**Problem description**
Find each line in the data below that contains the word "green", matching case exactly, and copy those lines.

Some data
_ _ _
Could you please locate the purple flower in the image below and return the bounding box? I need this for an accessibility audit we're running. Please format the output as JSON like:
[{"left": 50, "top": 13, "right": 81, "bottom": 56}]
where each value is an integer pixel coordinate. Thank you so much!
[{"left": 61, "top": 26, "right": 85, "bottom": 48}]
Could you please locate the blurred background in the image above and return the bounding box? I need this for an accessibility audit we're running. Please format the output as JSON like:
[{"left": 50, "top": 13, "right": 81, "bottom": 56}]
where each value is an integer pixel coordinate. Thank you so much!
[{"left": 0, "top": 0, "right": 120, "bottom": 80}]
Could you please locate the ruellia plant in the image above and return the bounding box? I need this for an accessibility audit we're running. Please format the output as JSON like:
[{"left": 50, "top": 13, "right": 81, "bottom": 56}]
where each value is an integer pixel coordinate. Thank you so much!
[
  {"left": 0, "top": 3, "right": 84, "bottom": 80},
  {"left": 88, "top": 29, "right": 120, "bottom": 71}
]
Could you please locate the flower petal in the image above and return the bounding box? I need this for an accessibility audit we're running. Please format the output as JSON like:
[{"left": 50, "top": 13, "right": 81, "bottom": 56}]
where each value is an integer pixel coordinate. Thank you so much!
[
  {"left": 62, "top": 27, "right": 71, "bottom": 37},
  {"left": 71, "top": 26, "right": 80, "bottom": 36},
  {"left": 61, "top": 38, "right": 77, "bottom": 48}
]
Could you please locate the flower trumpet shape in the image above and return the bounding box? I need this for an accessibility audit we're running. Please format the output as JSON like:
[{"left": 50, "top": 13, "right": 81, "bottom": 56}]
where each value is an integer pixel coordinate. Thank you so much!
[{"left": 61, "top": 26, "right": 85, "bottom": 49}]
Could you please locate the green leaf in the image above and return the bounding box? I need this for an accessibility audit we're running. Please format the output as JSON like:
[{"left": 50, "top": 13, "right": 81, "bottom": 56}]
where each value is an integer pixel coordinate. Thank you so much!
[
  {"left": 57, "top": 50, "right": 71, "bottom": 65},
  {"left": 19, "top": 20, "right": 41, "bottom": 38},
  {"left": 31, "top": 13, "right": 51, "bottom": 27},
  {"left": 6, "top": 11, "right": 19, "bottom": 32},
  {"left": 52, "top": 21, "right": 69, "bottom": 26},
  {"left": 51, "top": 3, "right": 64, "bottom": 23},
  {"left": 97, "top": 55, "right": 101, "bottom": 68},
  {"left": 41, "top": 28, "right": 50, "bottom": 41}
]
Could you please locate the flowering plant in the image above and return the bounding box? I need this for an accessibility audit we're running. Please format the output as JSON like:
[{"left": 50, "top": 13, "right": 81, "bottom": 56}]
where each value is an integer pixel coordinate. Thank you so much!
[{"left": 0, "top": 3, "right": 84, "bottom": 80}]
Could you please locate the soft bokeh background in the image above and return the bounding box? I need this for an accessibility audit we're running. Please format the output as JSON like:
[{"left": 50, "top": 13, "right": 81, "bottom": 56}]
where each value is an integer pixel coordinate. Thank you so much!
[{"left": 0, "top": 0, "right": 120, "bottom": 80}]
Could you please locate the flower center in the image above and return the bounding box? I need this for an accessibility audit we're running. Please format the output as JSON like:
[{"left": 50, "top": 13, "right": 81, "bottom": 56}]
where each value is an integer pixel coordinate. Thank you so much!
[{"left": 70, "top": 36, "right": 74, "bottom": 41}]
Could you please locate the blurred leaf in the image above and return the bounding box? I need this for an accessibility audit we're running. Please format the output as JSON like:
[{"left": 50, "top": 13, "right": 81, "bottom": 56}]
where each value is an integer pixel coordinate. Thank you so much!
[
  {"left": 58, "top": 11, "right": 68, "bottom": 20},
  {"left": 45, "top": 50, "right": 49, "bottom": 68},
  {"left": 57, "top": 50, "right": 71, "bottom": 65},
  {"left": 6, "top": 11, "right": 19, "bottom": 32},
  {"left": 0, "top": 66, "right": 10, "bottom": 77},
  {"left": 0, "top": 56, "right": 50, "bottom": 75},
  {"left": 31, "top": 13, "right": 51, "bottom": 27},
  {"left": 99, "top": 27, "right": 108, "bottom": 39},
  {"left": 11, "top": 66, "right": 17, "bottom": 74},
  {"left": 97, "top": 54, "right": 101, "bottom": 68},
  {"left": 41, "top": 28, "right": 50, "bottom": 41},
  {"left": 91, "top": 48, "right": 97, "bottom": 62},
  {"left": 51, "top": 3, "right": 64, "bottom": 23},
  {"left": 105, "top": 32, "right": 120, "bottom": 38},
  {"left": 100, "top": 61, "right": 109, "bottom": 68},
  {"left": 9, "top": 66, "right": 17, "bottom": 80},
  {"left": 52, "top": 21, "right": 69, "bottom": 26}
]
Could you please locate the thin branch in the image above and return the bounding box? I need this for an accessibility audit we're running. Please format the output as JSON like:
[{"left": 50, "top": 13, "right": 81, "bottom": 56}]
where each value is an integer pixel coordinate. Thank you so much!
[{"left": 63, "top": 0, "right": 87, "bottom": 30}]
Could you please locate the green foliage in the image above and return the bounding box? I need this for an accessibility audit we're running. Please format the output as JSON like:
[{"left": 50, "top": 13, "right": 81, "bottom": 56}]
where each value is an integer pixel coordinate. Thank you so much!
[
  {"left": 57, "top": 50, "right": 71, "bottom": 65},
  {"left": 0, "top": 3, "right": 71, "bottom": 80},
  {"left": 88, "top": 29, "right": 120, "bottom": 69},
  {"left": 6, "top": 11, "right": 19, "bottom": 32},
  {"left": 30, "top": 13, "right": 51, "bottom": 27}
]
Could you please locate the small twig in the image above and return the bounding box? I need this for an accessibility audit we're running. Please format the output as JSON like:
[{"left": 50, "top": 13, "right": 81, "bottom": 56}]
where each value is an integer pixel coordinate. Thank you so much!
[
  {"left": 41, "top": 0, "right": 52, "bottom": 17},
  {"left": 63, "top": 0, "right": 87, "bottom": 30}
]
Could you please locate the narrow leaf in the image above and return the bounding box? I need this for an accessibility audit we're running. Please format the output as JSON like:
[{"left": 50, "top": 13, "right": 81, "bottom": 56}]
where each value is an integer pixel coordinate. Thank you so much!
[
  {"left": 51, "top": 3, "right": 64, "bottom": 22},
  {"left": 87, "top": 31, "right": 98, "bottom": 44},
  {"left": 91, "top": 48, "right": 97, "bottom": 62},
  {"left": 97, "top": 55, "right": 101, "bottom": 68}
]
_ _ _
**Written reply**
Could you please locate the green leaf in the image above and return the bounding box? I need this for an accessibility audit we're running. Please format the output as JSON like:
Could you please locate the green foliage in the image above and return the bounding box? I need this for an accessibility audit we're running. Please format the output as JSON like:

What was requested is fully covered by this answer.